_Set task_
Update the lines of data from the line with "the car tire" up to and including the line with "[(23, 147)]" by changing every "pin" to "marker". Return only those lines, with nothing else altered.
+ + + +
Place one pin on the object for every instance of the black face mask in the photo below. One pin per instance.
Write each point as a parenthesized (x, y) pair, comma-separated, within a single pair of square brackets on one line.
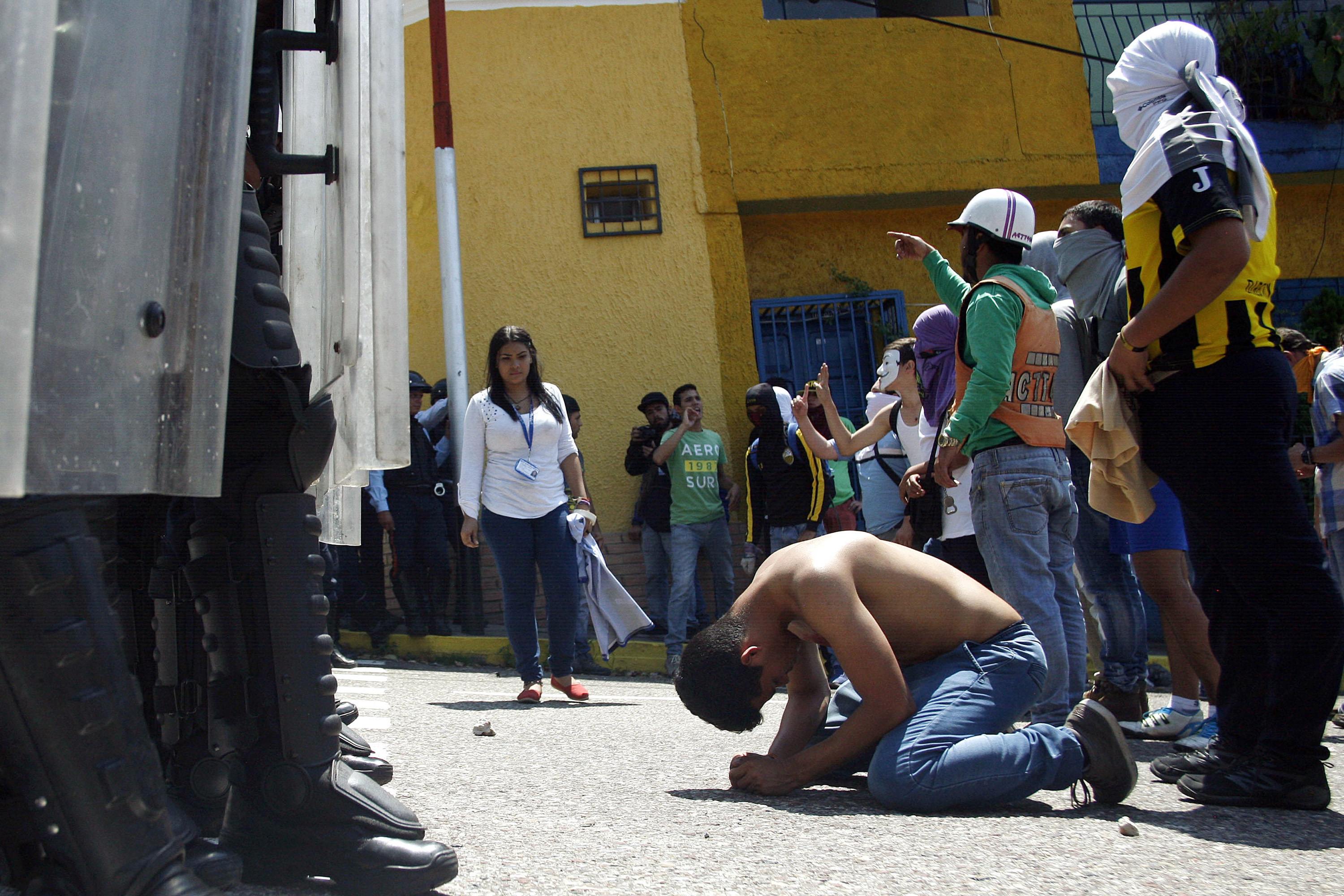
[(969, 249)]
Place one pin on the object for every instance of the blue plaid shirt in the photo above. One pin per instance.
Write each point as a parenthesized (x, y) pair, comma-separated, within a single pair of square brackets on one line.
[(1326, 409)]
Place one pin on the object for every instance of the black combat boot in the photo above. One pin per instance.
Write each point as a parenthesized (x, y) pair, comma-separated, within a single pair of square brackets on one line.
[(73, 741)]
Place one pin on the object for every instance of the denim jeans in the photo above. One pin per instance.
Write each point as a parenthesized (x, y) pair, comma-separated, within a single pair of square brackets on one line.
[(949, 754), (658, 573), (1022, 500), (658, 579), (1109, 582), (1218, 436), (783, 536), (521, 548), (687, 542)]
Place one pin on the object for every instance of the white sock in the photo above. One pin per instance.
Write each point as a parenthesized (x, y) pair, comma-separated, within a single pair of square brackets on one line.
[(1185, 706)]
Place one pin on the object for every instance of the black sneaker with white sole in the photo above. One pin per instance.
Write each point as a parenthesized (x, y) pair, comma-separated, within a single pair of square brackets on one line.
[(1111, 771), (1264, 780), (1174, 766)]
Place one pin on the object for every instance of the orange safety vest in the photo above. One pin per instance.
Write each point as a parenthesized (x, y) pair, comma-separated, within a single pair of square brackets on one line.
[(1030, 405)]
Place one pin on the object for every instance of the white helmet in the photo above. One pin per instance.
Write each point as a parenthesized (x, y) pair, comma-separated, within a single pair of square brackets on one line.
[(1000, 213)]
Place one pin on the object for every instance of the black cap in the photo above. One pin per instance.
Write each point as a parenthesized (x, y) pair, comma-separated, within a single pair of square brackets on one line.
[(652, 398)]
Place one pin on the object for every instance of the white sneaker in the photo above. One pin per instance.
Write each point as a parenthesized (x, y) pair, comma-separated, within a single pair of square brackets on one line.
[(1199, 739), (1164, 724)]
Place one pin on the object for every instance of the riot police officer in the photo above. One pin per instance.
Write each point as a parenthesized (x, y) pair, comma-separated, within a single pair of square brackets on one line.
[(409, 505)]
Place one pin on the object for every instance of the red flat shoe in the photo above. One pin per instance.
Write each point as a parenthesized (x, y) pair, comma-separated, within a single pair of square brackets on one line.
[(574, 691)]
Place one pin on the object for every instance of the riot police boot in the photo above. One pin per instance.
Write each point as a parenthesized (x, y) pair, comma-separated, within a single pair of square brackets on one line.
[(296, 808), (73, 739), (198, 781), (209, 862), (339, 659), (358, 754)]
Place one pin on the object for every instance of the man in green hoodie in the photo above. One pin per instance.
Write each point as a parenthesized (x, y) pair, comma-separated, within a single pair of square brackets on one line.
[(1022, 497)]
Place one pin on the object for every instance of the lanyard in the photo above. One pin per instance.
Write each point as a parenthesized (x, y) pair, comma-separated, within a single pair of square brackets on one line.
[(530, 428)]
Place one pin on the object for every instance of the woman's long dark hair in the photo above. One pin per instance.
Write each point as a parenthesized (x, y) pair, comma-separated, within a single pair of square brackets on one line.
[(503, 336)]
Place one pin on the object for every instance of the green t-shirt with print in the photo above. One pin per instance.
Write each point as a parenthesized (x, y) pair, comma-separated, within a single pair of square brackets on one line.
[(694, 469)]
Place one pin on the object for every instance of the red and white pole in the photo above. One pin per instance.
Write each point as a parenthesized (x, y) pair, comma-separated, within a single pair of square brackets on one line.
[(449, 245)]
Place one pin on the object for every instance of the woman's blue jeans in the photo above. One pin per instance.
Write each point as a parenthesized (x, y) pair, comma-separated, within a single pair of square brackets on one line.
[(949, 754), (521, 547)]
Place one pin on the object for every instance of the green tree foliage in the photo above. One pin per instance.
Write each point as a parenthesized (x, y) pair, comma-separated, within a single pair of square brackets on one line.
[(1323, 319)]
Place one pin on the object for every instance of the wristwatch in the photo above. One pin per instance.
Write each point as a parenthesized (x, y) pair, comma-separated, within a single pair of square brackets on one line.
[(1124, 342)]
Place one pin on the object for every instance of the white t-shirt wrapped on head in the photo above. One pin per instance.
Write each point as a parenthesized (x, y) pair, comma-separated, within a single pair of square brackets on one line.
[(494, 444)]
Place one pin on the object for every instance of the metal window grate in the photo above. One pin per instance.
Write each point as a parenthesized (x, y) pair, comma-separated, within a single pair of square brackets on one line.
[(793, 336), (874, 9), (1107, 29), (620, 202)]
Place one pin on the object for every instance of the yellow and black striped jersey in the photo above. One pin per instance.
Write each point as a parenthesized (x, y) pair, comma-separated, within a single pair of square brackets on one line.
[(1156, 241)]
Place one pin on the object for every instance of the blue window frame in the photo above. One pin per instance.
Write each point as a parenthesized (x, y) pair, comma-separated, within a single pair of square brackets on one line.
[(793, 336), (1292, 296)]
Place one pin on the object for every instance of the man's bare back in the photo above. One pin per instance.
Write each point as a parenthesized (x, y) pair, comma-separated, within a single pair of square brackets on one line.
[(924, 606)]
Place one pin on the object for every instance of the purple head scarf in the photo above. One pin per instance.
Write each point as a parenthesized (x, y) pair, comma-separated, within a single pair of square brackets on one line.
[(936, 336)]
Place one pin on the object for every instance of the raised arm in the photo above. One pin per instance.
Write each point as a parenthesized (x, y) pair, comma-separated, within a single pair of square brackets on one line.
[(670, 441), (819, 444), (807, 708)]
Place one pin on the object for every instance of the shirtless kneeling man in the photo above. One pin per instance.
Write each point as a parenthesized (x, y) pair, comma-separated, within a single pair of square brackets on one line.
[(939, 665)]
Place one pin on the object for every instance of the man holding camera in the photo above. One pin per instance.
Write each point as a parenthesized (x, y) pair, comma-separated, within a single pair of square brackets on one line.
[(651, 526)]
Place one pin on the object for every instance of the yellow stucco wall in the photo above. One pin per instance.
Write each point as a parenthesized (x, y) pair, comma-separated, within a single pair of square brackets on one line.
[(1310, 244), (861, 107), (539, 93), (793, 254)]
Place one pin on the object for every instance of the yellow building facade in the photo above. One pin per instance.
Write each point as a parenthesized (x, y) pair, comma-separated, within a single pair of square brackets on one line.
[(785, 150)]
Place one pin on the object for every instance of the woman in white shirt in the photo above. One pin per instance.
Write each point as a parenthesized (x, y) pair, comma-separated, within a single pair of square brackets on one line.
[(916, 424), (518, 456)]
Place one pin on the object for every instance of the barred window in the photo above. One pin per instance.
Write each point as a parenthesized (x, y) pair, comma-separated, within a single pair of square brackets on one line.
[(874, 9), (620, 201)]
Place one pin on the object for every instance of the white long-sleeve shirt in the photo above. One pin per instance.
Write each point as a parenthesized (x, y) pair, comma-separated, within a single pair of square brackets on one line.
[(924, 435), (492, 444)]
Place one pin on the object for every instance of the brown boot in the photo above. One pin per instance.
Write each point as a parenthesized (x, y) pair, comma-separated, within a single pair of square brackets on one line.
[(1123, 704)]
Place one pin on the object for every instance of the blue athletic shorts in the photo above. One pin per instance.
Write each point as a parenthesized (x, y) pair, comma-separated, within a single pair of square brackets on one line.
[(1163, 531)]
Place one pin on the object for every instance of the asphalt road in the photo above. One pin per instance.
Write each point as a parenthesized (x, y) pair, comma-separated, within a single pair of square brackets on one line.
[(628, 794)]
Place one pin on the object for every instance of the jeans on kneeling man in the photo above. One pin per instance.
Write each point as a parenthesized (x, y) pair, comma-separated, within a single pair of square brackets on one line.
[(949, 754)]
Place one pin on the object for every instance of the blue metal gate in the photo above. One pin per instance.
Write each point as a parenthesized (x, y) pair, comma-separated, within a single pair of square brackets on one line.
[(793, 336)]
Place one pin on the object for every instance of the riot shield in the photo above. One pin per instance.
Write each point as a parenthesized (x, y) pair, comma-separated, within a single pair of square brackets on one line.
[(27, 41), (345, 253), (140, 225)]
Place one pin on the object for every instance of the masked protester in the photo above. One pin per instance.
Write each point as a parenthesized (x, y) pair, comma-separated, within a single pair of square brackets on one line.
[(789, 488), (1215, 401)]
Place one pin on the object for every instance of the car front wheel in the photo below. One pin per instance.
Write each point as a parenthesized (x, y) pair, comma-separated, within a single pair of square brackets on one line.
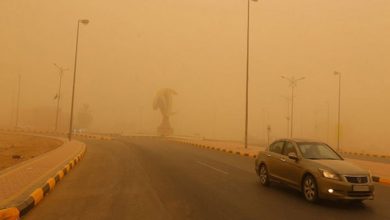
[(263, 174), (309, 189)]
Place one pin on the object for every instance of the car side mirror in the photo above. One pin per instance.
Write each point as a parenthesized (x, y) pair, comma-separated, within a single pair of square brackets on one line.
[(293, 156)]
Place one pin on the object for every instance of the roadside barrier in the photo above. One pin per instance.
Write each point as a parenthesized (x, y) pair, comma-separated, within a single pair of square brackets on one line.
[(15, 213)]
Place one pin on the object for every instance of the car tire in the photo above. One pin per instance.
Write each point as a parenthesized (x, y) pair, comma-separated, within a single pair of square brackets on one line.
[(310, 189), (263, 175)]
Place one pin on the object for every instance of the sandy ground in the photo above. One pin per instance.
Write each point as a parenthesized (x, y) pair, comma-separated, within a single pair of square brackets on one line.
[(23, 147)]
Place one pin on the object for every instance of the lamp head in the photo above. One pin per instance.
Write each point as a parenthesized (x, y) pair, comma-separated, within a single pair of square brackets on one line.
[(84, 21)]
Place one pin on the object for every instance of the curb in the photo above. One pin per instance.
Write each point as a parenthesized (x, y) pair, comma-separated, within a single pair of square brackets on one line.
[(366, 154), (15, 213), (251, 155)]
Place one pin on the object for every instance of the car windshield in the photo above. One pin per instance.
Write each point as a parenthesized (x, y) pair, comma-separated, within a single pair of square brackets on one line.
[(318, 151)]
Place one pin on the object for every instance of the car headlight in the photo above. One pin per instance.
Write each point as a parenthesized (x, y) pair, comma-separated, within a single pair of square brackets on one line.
+ + + +
_Full output_
Place one marker on the object for every instance of the car tire in the photo above. One marker per instance.
Write each point as a parenthesized (x, y) pair, comma-separated, within a single pair of square brackets on one line.
[(310, 189), (263, 175)]
Place one marker on the object for every instance of the sandy ground in the photo above. One marker per instance.
Write each point as a parenthesized (x, y) pair, comma-separated, within a single pair of square brackets on one line.
[(23, 147)]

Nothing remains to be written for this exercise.